* Begin *
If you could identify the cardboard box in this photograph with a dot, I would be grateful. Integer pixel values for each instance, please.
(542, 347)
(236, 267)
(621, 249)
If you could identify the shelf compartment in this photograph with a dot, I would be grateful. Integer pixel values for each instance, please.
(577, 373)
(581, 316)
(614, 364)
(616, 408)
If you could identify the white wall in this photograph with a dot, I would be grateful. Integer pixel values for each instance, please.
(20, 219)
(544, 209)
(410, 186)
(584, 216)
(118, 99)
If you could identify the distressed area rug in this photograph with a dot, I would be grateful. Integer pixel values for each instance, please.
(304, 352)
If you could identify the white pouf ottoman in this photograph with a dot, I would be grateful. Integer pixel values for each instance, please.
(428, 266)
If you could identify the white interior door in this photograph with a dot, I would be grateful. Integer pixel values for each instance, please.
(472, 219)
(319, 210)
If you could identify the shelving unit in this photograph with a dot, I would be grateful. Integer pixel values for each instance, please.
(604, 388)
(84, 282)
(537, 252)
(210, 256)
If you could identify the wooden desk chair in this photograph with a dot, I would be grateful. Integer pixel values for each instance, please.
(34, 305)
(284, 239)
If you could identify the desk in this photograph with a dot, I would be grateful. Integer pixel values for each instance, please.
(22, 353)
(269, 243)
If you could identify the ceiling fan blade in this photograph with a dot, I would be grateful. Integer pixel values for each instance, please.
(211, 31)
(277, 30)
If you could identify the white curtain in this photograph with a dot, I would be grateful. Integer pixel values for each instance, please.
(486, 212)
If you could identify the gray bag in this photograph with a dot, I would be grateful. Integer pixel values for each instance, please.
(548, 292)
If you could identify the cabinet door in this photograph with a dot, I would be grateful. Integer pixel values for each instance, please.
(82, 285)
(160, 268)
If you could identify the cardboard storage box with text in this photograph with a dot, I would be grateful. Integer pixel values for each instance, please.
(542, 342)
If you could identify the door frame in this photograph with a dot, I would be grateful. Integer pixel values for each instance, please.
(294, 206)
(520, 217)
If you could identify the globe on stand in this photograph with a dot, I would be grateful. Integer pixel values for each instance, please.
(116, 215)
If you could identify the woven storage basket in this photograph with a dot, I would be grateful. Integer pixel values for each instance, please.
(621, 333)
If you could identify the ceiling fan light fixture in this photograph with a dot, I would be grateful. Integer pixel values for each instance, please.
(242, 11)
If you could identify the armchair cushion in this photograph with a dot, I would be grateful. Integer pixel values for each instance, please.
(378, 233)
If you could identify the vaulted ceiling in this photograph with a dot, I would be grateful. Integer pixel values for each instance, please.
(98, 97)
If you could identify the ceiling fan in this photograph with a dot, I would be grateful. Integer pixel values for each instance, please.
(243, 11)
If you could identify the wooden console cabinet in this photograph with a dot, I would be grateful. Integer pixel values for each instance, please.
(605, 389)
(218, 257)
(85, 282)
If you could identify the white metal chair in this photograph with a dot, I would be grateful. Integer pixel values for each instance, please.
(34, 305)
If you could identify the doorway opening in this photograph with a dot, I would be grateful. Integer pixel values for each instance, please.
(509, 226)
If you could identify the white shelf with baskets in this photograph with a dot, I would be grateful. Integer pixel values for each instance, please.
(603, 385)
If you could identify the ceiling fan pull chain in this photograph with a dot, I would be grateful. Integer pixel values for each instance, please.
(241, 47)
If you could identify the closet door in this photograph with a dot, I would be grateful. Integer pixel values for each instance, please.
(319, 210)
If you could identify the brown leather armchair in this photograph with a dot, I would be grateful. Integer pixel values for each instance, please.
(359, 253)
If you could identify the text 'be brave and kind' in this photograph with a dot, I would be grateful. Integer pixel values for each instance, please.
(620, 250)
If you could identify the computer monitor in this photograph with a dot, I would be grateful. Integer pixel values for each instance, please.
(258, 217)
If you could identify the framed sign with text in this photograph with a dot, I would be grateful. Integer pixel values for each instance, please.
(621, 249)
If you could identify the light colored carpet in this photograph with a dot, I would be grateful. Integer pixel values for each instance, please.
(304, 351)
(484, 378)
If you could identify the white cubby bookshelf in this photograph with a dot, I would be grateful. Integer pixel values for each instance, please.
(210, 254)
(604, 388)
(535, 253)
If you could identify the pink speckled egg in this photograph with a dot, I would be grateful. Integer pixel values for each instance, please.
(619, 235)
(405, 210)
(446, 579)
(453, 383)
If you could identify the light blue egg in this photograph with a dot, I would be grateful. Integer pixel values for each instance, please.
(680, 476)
* End *
Retype nothing except the lines from the line holding "If you could identify the white cubby" through the last line of the entries, both included.

If you could identify the white cubby bookshelf in this photograph with a dot, I would be grateful. Integer pixel values for each instance, please.
(210, 254)
(604, 388)
(535, 253)
If you could identify the pink speckled egg in this photograph with a dot, I would be grateful. Integer pixel values for each instance, please.
(619, 235)
(405, 210)
(446, 579)
(453, 383)
If you could identify the light blue egg in this photograph with a dot, I would be grateful. Integer pixel values for each instance, please.
(680, 476)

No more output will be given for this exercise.